Selection:
Conference Papers & Current Trends

Discussion of Rational Choice Theory

Round 1: Viewpoints from across the Spectrum

A Professor of Religion's Viewpoint

Manuel Vasquez, University of Florida and Wesleyan University's Center for the Americas

Read Gill's rejoinders

First, let me start by saying that I agree with Prof. Gill's general assumption that rational choice approaches are a useful tool for the study of religious behavior. He is right to challenge the untenable notion that religion is irrational or, at the very least, non-rational and that it is purely other-worldly. As Gill states: "although religious belief per se may be placed outside the realm of rationality, leaders of religious institutions are subject to many of the same concerns and constraints as their as their secular counterparts (e.g., politicians, labor leaders). Primary among these concerns is the need for their church to survive and expand .i.e., to preserve the institution and increase membership" (1998:11). If anything, the fact that capitalism, particularly in its neoliberal forms, has become one of the dominant ordering forces in Latin American society should force us to take seriously the notion of "religious economies."

Having said this, I have some serious concerns about the long-term pay-off of rational choice approaches, especially when they are presented as the only rigorous and scientific way to study religion (as in the case of Stark and Finke in The Churching of America). For the sake of space, I will limit myself to two critiques.

  1. Can the rational choice model and its associated religious market approach, which claim particular strength in dealing with micro-behavior, really capture the complexity and polyvalence of religion as it is experienced in everyday life? In a recent essay in Lived Religion in America: Toward a History of Practice (Princeton, 1998), Leigh Schmidt recognizes the importance of rational choice in the study of American religion. However, according to him, "this supply model, focusing almost exclusively on the vending of faith and thus privileging denominational winners in this free market, allows us to see finally only a small part of the complexity of American religious life" (p.72). Focusing largely on "the cultural producers," the "entrepreneurs of faith," rational choice models have "proven of limited use when it comes to the study of popular or lived religion, the everyday exercises of faith within congregations and families, at shrines and grottoes, or in Sunday schools and on the streets"(ibid.).

[Position identification records]
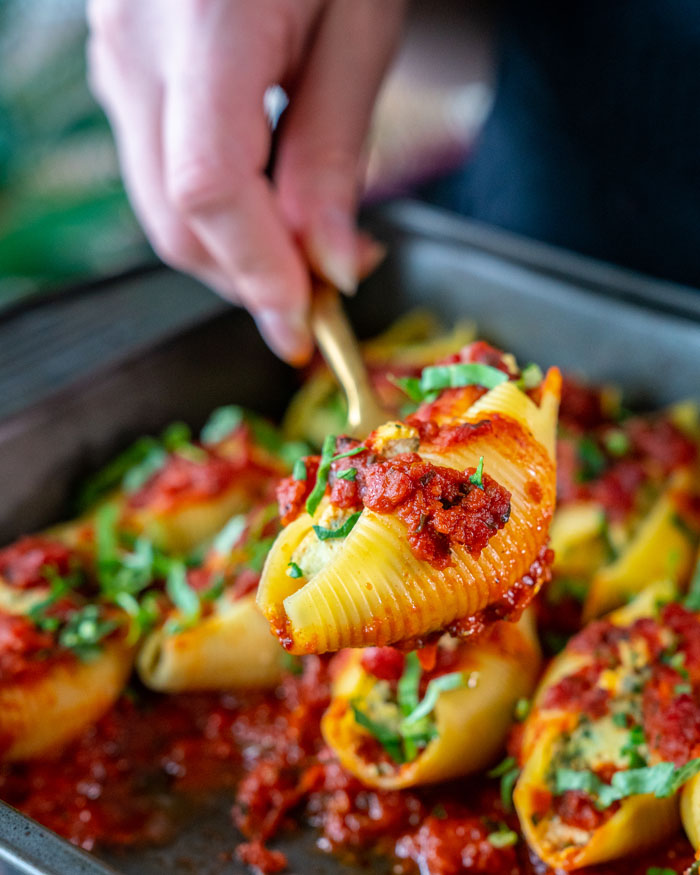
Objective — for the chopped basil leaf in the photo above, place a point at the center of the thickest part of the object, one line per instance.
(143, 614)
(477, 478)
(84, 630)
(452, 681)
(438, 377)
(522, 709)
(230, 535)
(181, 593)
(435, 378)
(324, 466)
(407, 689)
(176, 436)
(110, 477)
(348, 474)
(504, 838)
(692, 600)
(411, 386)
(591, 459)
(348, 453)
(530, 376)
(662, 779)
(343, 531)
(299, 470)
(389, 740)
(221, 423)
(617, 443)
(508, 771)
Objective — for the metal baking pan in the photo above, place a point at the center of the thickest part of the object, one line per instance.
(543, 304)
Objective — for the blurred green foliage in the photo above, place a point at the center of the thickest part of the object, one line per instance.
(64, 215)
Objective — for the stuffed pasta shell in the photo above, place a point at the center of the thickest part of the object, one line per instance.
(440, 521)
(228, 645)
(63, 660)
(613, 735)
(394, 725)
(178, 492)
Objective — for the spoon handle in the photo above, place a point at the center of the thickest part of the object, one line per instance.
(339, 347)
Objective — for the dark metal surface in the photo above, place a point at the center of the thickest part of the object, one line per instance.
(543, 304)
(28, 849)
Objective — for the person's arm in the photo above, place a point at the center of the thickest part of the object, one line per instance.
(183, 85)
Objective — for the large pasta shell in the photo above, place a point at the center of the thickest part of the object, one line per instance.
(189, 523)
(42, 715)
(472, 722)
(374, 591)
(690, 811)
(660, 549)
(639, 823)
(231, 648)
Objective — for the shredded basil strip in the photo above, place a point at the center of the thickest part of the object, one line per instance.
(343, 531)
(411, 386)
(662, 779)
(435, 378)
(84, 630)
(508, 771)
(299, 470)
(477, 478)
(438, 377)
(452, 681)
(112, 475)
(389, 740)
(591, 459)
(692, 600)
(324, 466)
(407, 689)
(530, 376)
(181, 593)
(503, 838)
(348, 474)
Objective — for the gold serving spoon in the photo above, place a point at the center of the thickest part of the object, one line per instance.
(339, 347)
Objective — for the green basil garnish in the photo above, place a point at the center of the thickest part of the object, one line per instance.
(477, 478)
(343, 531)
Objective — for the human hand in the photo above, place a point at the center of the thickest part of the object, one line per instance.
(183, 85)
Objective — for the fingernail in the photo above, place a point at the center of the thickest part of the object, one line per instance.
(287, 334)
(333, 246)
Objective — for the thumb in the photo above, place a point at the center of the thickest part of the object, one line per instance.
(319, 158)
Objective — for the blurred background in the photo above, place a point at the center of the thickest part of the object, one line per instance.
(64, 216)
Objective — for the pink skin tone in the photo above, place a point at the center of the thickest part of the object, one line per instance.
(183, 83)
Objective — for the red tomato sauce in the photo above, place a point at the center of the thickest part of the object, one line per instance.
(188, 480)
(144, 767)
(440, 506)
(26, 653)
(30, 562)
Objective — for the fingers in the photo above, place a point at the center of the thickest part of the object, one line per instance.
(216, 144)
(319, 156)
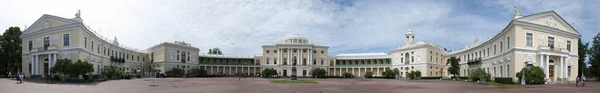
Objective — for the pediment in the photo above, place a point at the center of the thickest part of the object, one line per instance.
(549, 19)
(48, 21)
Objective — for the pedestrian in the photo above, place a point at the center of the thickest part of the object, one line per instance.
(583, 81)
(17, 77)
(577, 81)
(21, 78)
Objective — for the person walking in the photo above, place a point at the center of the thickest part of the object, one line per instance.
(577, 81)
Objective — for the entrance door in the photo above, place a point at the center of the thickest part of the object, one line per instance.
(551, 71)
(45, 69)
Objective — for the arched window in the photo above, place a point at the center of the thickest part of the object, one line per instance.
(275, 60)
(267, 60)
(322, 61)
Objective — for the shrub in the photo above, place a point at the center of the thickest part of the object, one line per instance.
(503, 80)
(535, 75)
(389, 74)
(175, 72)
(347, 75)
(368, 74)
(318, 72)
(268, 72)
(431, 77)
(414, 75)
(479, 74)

Task instructions:
**a)** In the rational choice discussion, which book contains Leigh Schmidt's essay?
**b)** What settings for the everyday exercise of faith are named in the rational choice discussion? List all of them.
**c)** Can you rewrite the paragraph of the rational choice discussion that begins "First, let me start by saying" more briefly, keeping its main facts?

Answers in order:
**a)** Lived Religion in America: Toward a History of Practice (Princeton, 1998).

**b)**
- congregations
- families
- shrines
- grottoes
- Sunday schools
- the streets

**c)** The writer agrees with Prof. Gill that rational choice approaches are a useful tool for studying religious behavior. Gill rightly challenges the idea that religion is irrational or purely other-worldly. He notes that religious leaders face many of the same concerns as secular leaders, chiefly the survival and expansion of their church (1998:11). Capitalism, especially in its neoliberal forms, has become a dominant ordering force in Latin American society. That alone should make "religious economies" a notion worth taking seriously.